GOAL OF THE EXERCISE :: Count the lines in the records below that contain the string "loose". Reply with the number alone.

[Segmentation mask data]
>>>
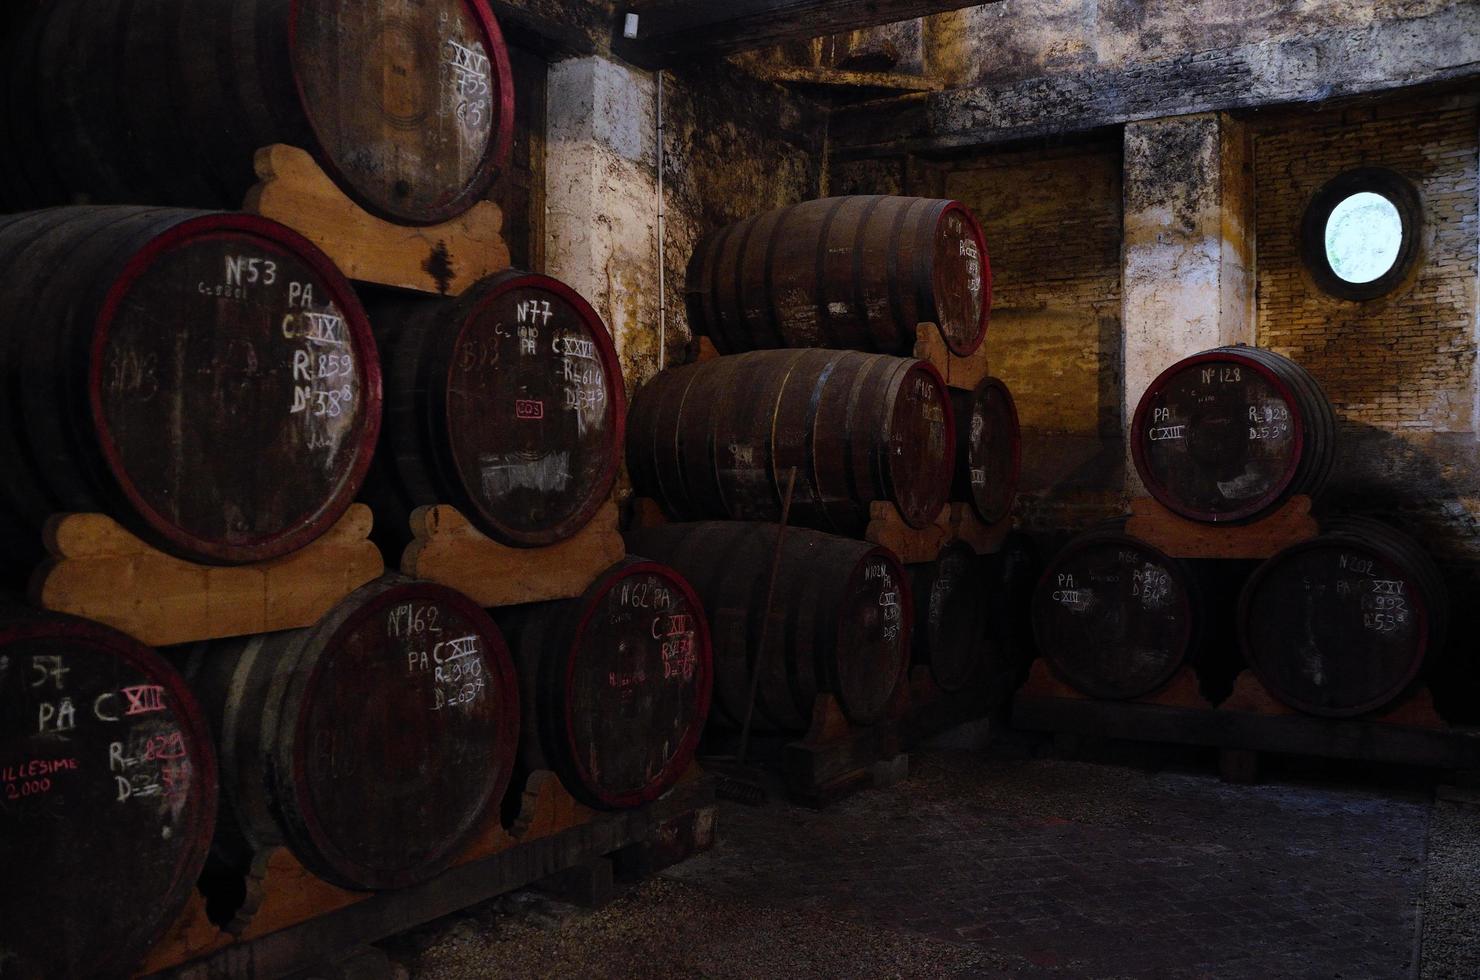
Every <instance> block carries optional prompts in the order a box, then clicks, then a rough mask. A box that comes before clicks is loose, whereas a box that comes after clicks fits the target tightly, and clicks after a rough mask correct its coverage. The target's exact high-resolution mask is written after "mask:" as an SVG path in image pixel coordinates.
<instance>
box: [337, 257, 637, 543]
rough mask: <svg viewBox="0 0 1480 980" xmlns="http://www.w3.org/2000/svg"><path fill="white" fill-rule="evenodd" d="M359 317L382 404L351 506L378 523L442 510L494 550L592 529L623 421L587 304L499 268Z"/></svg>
mask: <svg viewBox="0 0 1480 980" xmlns="http://www.w3.org/2000/svg"><path fill="white" fill-rule="evenodd" d="M370 320H371V326H373V327H374V332H376V338H377V339H379V342H380V348H382V349H383V351H385V363H386V403H385V426H383V429H382V434H380V450H379V456H377V462H376V465H374V466H373V468H371V475H370V480H369V481H367V486H366V490H364V497H366V500H369V502H370V503H371V505H373V506H374V509H376V515H377V520H379V523H380V524H382V526H386V524H389V526H394V527H395V528H404V527H406V520H407V515H408V514H410V511H411V509H414V508H416V506H420V505H426V503H451V505H456V506H457V508H459V509H460V511H462V512H463V514H465V515H466V517H468V518H469V520H471V521H472V523H474V524H475V526H477V527H478V528H480V530H482V531H484V533H485V534H488V536H490V537H493V539H496V540H500V542H503V543H506V545H515V546H539V545H552V543H555V542H558V540H562V539H565V537H570V536H571V534H574V533H576V531H579V530H580V528H582V527H585V526H586V523H588V521H591V518H592V515H593V514H595V512H596V508H599V506H601V505H602V503H605V500H607V497H608V496H610V494H611V484H613V483H614V481H616V477H617V468H619V466H620V463H622V444H623V429H625V426H626V410H628V398H626V389H625V386H623V382H622V366H620V363H619V361H617V351H616V348H614V346H613V343H611V336H610V335H608V333H607V327H605V324H602V323H601V317H599V315H598V314H596V311H595V309H592V308H591V303H588V302H586V301H585V299H582V298H580V295H577V293H576V292H574V290H573V289H571V287H568V286H565V284H564V283H561V281H558V280H554V278H551V277H548V275H536V274H531V272H514V271H511V272H500V274H499V275H493V277H490V278H487V280H484V281H481V283H478V284H477V286H474V287H472V289H469V290H468V292H466V293H463V295H462V296H459V298H457V299H425V301H411V302H394V303H383V305H382V303H371V317H370ZM403 543H404V542H403Z"/></svg>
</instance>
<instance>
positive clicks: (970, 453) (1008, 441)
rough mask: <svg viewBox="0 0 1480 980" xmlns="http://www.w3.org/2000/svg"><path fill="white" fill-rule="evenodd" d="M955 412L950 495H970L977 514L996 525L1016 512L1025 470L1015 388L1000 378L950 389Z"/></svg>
mask: <svg viewBox="0 0 1480 980" xmlns="http://www.w3.org/2000/svg"><path fill="white" fill-rule="evenodd" d="M950 400H952V407H953V409H955V413H956V475H955V480H953V481H952V486H950V499H952V500H969V502H971V506H972V509H974V511H975V512H977V517H980V518H981V520H983V523H986V524H998V523H1000V521H1005V520H1006V518H1008V517H1011V514H1012V503H1014V502H1015V500H1017V487H1018V475H1020V474H1021V469H1023V429H1021V426H1020V425H1018V417H1017V403H1015V401H1012V392H1011V391H1009V389H1008V386H1006V385H1005V383H1003V382H1000V380H998V379H996V377H984V379H983V380H981V383H980V385H977V386H975V389H974V391H961V389H958V388H952V389H950Z"/></svg>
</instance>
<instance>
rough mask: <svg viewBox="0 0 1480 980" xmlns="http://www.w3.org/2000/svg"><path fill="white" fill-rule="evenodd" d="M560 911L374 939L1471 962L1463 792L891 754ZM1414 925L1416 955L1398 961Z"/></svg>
mask: <svg viewBox="0 0 1480 980" xmlns="http://www.w3.org/2000/svg"><path fill="white" fill-rule="evenodd" d="M912 764H913V771H912V776H910V779H909V780H906V782H903V783H900V785H897V786H892V788H889V789H882V791H870V792H866V793H860V795H858V796H854V798H851V799H848V801H844V802H842V804H838V805H835V807H832V808H830V810H827V811H824V813H814V811H808V810H801V808H795V807H789V805H784V804H771V805H770V807H767V808H761V810H753V808H746V807H739V805H730V804H725V805H724V807H722V811H721V817H719V841H721V842H719V845H718V847H716V848H715V850H713V851H712V853H709V854H704V856H700V857H696V859H691V860H690V862H685V863H684V865H679V866H676V867H673V869H669V872H666V873H665V875H663V876H660V878H656V879H653V881H648V882H645V884H642V885H639V887H636V888H633V890H630V891H628V893H626V894H625V896H623V897H622V899H619V900H617V902H616V903H613V905H610V906H607V907H605V909H602V910H599V912H582V910H577V909H573V907H571V906H565V905H562V903H558V902H554V900H551V899H548V897H545V896H542V894H539V893H533V891H527V893H517V894H514V896H506V897H503V899H497V900H494V902H488V903H485V905H482V906H480V907H475V909H471V910H468V912H463V913H459V915H456V916H450V918H447V919H441V921H440V922H435V924H431V925H428V927H425V928H422V930H417V931H414V933H410V934H406V936H403V937H398V939H395V940H392V942H391V943H388V944H386V946H385V947H386V950H388V952H389V953H391V956H392V959H394V961H397V962H398V964H401V967H403V971H404V973H406V974H408V976H410V977H426V979H444V977H445V979H448V980H457V979H460V977H614V979H616V977H727V979H728V977H736V979H741V977H744V979H749V977H839V979H842V977H1148V979H1150V977H1156V979H1157V980H1160V979H1163V977H1168V979H1169V977H1218V979H1220V980H1222V979H1225V977H1251V979H1255V977H1258V979H1261V980H1262V979H1264V977H1331V979H1336V977H1339V979H1341V980H1353V979H1357V977H1381V979H1387V977H1394V979H1396V977H1413V976H1422V977H1425V979H1430V977H1433V979H1439V977H1446V979H1450V977H1452V979H1456V980H1458V979H1467V980H1473V979H1476V977H1480V927H1477V921H1480V804H1467V802H1462V801H1455V799H1440V802H1437V804H1433V802H1431V795H1430V793H1427V792H1416V791H1412V789H1376V788H1370V786H1359V788H1342V786H1328V785H1320V786H1304V785H1279V783H1276V785H1264V786H1230V785H1225V783H1221V782H1220V780H1218V779H1217V777H1215V776H1209V774H1187V773H1146V771H1138V770H1134V768H1122V767H1110V765H1092V764H1082V762H1064V761H1049V759H1017V761H1009V759H990V758H984V756H981V755H971V754H959V752H929V754H916V755H915V756H913V759H912ZM1419 936H1422V953H1421V955H1419Z"/></svg>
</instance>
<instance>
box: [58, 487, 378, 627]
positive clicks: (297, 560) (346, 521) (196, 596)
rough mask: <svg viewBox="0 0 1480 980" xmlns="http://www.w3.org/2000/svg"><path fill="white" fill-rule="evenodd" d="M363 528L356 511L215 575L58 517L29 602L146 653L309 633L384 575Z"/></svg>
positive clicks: (112, 536) (365, 520)
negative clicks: (258, 555)
mask: <svg viewBox="0 0 1480 980" xmlns="http://www.w3.org/2000/svg"><path fill="white" fill-rule="evenodd" d="M371 520H373V518H371V515H370V508H367V506H366V505H363V503H355V505H351V508H349V509H348V511H346V512H345V515H343V517H342V518H339V523H337V524H334V527H332V528H330V530H329V533H326V534H324V536H323V537H320V539H318V540H315V542H314V543H311V545H308V546H306V548H303V549H300V551H297V552H295V554H292V555H287V557H286V558H277V560H274V561H263V563H258V564H250V565H231V567H218V565H198V564H194V563H189V561H184V560H181V558H175V557H173V555H166V554H164V552H161V551H157V549H155V548H152V546H149V545H147V543H145V542H142V540H141V539H138V537H135V536H133V534H132V533H130V531H127V530H124V527H123V526H121V524H118V523H117V521H114V520H112V518H110V517H105V515H102V514H64V515H59V517H55V518H52V521H50V523H49V524H47V528H46V534H44V539H46V548H47V551H49V552H50V554H52V558H50V560H47V561H46V563H44V564H43V565H41V567H40V568H38V570H37V573H36V576H34V579H33V582H31V601H33V603H36V604H37V605H40V607H43V608H49V610H55V611H58V613H71V614H74V616H84V617H87V619H93V620H98V622H101V623H107V625H110V626H114V628H117V629H121V631H123V632H126V634H129V635H132V637H135V638H136V640H139V641H141V642H145V644H149V645H154V647H164V645H170V644H181V642H195V641H201V640H219V638H222V637H244V635H249V634H262V632H275V631H278V629H296V628H300V626H311V625H312V623H317V622H318V620H320V619H321V617H323V616H324V613H327V611H329V610H330V608H333V607H334V605H336V604H337V603H339V601H340V600H343V598H345V597H346V595H349V594H351V592H354V591H355V589H358V588H360V586H361V585H364V583H366V582H370V580H371V579H376V577H379V576H380V574H382V573H383V571H385V561H383V560H382V557H380V552H379V549H376V546H374V545H371V543H370V540H369V534H370V526H371Z"/></svg>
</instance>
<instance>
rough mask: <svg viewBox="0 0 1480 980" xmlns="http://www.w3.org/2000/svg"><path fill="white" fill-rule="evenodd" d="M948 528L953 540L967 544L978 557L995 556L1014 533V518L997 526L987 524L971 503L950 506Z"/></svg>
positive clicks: (1003, 520) (1000, 549)
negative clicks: (982, 518)
mask: <svg viewBox="0 0 1480 980" xmlns="http://www.w3.org/2000/svg"><path fill="white" fill-rule="evenodd" d="M946 520H947V527H949V533H950V537H952V539H959V540H963V542H966V545H969V546H971V549H972V551H974V552H977V554H978V555H995V554H998V552H999V551H1002V542H1003V540H1006V536H1008V534H1011V533H1012V517H1011V515H1009V517H1005V518H1002V520H1000V521H998V523H996V524H986V523H983V521H981V518H980V517H978V515H977V508H974V506H971V505H969V503H952V505H949V515H947V518H946Z"/></svg>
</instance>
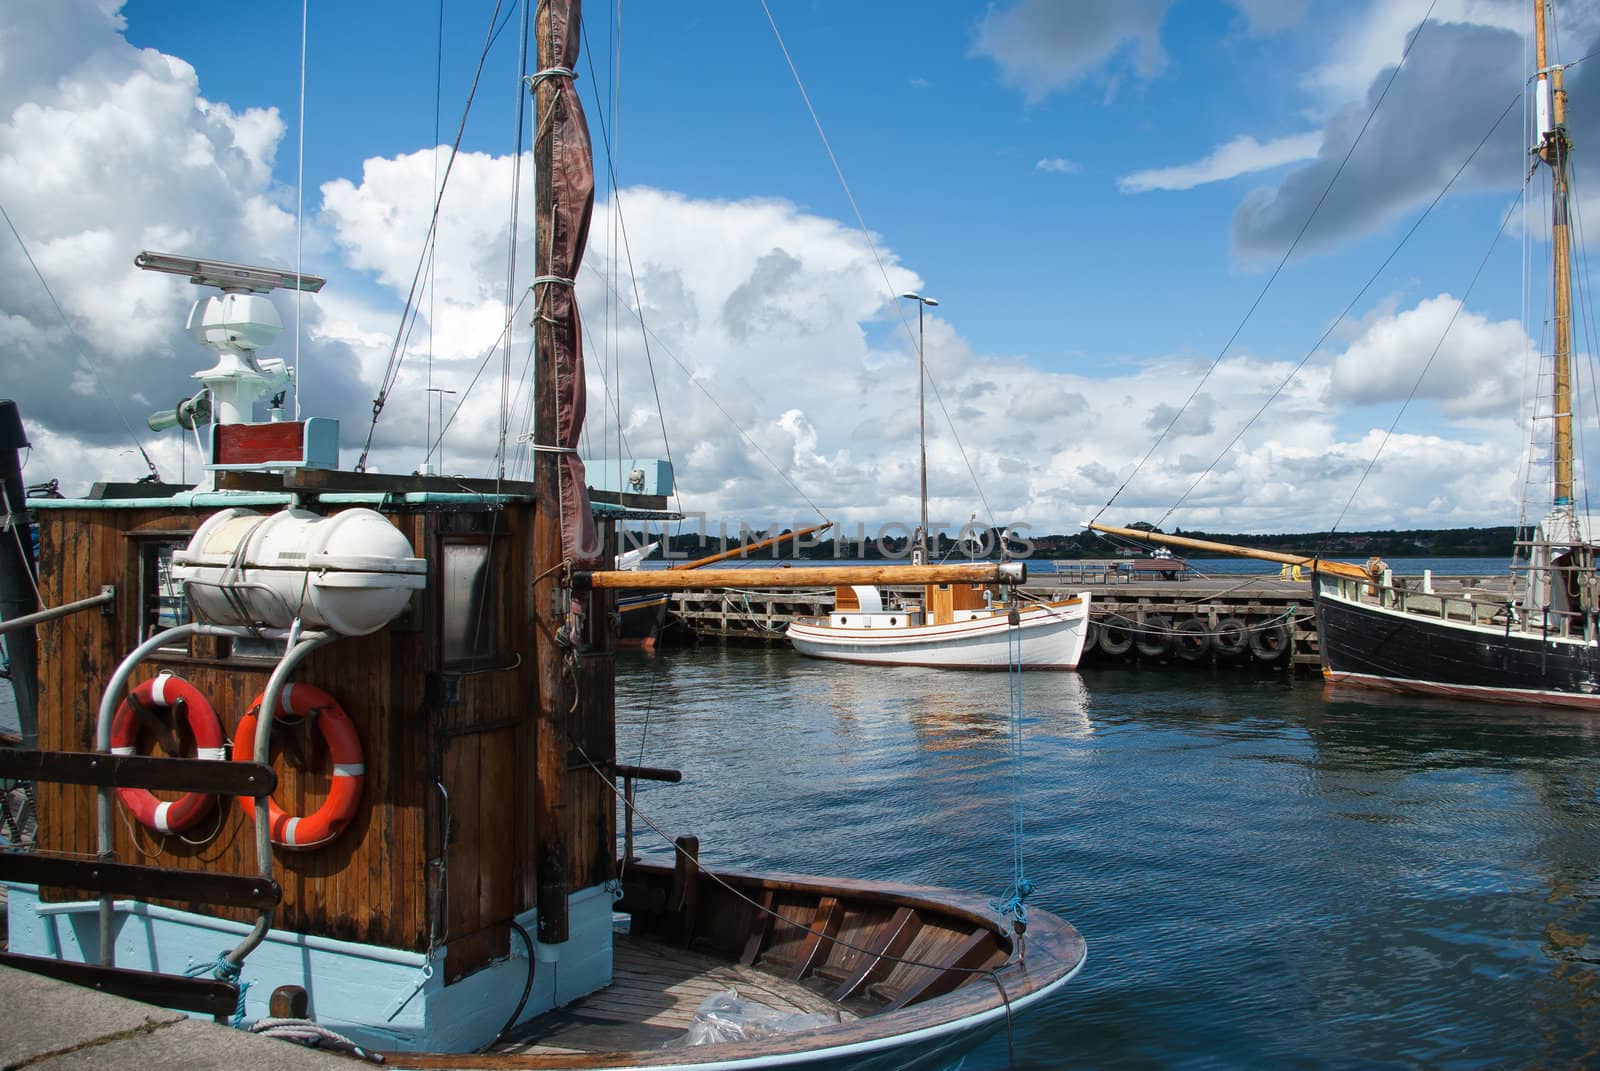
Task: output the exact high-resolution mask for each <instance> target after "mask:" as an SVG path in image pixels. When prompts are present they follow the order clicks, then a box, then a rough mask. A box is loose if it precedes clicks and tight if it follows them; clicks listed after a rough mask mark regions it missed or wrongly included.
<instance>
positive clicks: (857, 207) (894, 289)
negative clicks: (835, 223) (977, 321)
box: [762, 0, 998, 528]
mask: <svg viewBox="0 0 1600 1071" xmlns="http://www.w3.org/2000/svg"><path fill="white" fill-rule="evenodd" d="M762 11H765V13H766V22H768V24H770V26H771V27H773V37H776V38H778V48H779V51H782V54H784V62H786V64H789V74H790V75H794V80H795V88H798V90H800V99H802V101H805V107H806V112H810V114H811V123H813V125H814V126H816V134H818V138H821V139H822V149H824V150H826V152H827V158H829V162H830V163H832V165H834V174H835V176H838V184H840V187H842V189H843V191H845V200H848V202H850V211H851V213H854V216H856V227H859V231H861V237H862V239H864V240H866V243H867V250H870V251H872V259H874V263H875V264H877V266H878V275H882V277H883V290H885V293H886V295H890V299H891V301H893V298H894V296H896V295H898V293H899V291H898V290H896V287H894V283H891V282H890V274H888V269H886V267H885V266H883V258H882V256H880V255H878V245H877V242H874V240H872V231H870V229H869V227H867V221H866V218H864V216H862V215H861V207H859V205H856V195H854V194H851V192H850V183H848V181H845V170H843V168H842V166H840V163H838V157H837V155H834V146H832V144H830V142H829V141H827V131H824V130H822V120H821V118H819V117H818V114H816V107H813V106H811V94H810V93H806V90H805V82H803V80H802V78H800V69H798V67H795V61H794V58H792V56H790V54H789V46H787V45H786V43H784V35H782V34H781V32H779V30H778V21H776V19H774V18H773V11H771V8H770V6H766V0H762ZM894 307H896V312H899V303H896V306H894ZM899 320H901V327H902V328H904V330H906V338H907V339H912V341H915V339H914V336H912V333H910V319H909V317H906V315H904V314H899ZM925 375H926V378H928V384H930V386H931V387H933V397H934V399H936V400H938V402H939V411H941V413H944V419H946V423H947V424H949V426H950V437H952V439H954V440H955V448H957V450H958V451H960V455H962V461H963V463H965V464H966V472H968V475H971V477H973V488H974V490H976V491H978V501H981V503H982V506H984V514H986V515H987V517H989V527H990V528H997V527H998V525H997V523H995V511H994V507H992V506H990V504H989V498H987V496H986V495H984V488H982V483H981V482H979V480H978V472H976V471H974V469H973V463H971V461H968V458H966V447H963V445H962V435H960V432H957V431H955V421H952V419H950V411H949V410H947V408H946V407H944V397H942V395H941V394H939V384H938V383H936V381H934V378H933V373H931V371H928V370H925Z"/></svg>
<<<
EXPECTED OUTPUT :: 2